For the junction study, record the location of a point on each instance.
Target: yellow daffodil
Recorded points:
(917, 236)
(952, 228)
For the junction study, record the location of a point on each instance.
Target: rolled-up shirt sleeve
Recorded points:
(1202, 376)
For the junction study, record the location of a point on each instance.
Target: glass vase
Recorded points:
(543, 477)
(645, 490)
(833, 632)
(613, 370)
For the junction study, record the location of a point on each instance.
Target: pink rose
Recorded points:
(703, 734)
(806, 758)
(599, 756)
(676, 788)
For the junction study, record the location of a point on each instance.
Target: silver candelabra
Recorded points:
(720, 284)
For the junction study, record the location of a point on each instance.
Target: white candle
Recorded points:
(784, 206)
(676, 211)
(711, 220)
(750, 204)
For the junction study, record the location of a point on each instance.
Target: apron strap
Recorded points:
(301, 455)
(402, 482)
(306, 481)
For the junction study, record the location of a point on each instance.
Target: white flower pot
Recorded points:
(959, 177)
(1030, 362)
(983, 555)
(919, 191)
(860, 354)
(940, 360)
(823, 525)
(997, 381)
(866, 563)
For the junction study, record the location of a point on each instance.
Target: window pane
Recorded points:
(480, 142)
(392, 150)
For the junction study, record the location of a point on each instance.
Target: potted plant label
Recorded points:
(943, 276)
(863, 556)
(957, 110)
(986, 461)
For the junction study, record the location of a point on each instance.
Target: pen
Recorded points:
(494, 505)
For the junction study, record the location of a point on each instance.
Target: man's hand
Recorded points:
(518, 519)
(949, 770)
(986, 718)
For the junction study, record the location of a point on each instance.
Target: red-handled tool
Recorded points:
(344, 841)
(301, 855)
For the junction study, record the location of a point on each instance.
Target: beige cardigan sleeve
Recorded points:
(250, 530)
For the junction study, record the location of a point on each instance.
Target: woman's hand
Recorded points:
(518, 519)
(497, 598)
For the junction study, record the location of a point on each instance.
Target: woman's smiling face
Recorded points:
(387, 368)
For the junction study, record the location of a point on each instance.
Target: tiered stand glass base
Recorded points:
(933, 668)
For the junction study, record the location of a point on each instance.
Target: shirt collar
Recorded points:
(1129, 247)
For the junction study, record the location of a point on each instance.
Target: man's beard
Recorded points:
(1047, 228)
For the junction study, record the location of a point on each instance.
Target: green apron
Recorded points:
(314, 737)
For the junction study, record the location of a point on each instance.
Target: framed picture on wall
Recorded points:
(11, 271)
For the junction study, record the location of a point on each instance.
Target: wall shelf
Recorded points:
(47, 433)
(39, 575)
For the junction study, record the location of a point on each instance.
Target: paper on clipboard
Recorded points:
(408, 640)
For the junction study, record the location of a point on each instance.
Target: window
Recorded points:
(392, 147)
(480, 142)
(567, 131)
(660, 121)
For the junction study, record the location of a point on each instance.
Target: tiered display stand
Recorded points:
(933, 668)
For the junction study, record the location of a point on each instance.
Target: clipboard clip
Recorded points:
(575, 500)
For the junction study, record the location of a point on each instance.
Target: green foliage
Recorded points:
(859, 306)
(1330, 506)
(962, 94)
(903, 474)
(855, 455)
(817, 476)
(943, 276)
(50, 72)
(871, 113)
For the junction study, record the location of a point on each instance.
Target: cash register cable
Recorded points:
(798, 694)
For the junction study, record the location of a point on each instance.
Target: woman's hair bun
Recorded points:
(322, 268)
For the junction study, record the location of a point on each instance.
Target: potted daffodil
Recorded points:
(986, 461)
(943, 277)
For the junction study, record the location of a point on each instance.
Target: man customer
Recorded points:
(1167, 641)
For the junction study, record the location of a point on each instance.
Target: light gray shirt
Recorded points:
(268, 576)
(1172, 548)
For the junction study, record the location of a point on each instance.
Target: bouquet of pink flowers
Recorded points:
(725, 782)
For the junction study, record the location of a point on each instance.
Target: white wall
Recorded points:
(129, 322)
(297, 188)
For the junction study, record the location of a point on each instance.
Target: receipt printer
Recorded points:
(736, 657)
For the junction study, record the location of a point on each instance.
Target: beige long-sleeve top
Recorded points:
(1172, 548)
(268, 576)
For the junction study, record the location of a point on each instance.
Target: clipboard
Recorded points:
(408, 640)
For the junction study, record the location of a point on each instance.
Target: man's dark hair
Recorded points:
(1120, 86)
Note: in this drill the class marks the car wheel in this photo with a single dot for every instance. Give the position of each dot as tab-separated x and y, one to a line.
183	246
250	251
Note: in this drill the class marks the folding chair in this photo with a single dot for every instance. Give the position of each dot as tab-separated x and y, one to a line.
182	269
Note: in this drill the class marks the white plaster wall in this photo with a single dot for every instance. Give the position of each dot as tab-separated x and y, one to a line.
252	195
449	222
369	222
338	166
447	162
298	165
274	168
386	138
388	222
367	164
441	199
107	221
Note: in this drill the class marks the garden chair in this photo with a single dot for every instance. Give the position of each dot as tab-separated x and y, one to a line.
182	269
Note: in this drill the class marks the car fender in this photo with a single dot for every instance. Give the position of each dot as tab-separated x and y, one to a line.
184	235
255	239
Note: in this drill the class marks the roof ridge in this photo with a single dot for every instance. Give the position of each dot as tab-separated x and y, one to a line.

=-=-=

The answer must be a single number: the count of lines in the entries that include "beige".

2